Problem statement
Every entry below must appear again, exactly as written.

* Begin *

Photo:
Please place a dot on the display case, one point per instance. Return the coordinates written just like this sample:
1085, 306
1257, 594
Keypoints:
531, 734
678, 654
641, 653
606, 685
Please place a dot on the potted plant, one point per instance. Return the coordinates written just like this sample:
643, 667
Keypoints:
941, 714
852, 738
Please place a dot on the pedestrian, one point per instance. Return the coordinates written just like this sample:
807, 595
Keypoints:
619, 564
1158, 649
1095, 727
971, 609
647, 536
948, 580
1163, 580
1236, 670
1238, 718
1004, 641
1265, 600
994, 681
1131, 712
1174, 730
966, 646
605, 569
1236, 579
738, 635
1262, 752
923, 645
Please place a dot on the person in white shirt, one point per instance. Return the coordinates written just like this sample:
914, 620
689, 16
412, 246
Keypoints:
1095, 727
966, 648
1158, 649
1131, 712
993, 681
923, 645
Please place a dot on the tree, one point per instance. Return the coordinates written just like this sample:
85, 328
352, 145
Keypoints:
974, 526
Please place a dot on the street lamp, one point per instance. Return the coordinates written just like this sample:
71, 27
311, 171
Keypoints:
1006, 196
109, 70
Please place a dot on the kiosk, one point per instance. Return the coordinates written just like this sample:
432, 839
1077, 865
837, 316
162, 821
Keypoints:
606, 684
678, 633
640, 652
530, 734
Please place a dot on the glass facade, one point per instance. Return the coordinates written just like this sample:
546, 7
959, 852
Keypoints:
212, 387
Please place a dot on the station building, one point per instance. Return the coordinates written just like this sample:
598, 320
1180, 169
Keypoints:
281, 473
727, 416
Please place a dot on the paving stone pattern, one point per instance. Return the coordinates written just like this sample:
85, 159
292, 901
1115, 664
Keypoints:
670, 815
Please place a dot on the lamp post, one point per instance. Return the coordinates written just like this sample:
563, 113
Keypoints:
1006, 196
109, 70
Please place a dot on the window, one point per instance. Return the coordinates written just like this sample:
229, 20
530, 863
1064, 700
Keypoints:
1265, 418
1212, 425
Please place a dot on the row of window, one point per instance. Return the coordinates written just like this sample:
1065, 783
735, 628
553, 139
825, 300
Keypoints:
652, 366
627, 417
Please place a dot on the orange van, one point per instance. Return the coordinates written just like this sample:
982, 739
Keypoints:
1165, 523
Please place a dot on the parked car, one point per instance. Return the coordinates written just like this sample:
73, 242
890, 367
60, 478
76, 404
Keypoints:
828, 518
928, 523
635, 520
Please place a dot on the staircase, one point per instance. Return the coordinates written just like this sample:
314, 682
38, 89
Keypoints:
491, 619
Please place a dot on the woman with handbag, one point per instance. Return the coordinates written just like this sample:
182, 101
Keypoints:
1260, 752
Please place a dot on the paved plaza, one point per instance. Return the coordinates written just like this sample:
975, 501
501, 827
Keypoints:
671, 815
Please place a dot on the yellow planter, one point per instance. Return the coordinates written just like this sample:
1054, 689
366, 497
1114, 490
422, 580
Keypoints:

* End *

Reply
Photo:
Please place a dot on the display case, one point per instance. Return the coordinates written just like this sample:
1085, 306
1257, 594
Keypoints:
531, 734
678, 654
641, 653
606, 685
Please place a dot on the potted plant, one point per instance. Return the coordinates written just like this sample:
643, 667
Keypoints:
941, 714
852, 738
Please place a dot on the pedestrian, one point per instance. Return the coordinates written just like this sample:
807, 595
Keypoints:
619, 564
1158, 649
1095, 727
971, 609
647, 536
948, 580
1163, 580
1236, 670
1238, 718
1004, 641
1265, 600
994, 681
1131, 712
1174, 730
966, 646
605, 569
1236, 579
738, 635
1262, 752
923, 645
Please place a dot on the person in white shirt, one point per instance. Return the coordinates written just like this sample:
914, 620
689, 16
412, 246
Keypoints:
1095, 727
966, 648
1158, 649
1131, 712
993, 681
923, 645
Please place a dot on the tree, one point per instance. Return the coordinates written just like this sample:
85, 328
352, 145
Keypoints:
974, 526
Please place a dot on the street lamp, one point per instance. Return the coordinates written just like this sample:
71, 27
311, 171
Keypoints:
1006, 196
109, 70
Please place a dot on the kiosk, one point per instance. Return the coordinates written just like this sample:
432, 839
1077, 865
837, 316
162, 821
Keypoints:
606, 684
678, 633
640, 652
530, 734
Please place a dot on the glass facade, one point per instance. Return the coordinates written just like this sample:
546, 7
959, 852
Keypoints:
212, 387
Please place a dot on the station building, one point per instance. Return the coordinates written just like this sample:
598, 320
1180, 169
Keypoints:
281, 473
727, 416
Please place a dot on the paving stone pattern, one point per instance. Return the coordinates written just like this sample:
85, 159
292, 901
1115, 664
Keypoints:
670, 815
Please place a dot on the lamp post, one point per instance. Return the coordinates written just like this sample:
563, 113
Keypoints:
1006, 196
109, 70
Please place a dot on the window, one point per instance. Return the coordinates written just like this sample:
229, 20
530, 863
1064, 700
Keypoints:
1265, 418
1212, 425
Please place a dot on the row of window, one point per instance. Return the coordinates written just like this sample:
1065, 783
735, 628
553, 139
825, 300
Keypoints:
652, 366
627, 417
Please place a dot on the orange van, one point per instance. Return the coordinates written just like this sample:
982, 739
Keypoints:
1165, 523
Please place a dot on the parked car, one point per instance. Return the coordinates written just like this sample:
73, 242
890, 367
60, 478
76, 404
Keypoints:
828, 518
928, 523
635, 520
Please place a dot on the staircase, one point per instance. Return the coordinates written just like this sample:
314, 682
38, 89
Keypoints:
491, 619
Please place a dot on the woman with handbag, one point per instance. Return the coordinates written just like this sample:
182, 101
Keypoints:
1260, 752
Please place a dot on the paved plaza, one point per instance. Return the coordinates written just like this sample:
975, 501
501, 827
Keypoints:
671, 815
Please place a dot on the yellow planter, one point per instance. Return the coordinates written just like this sample:
1054, 689
366, 497
1114, 490
422, 580
Keypoints:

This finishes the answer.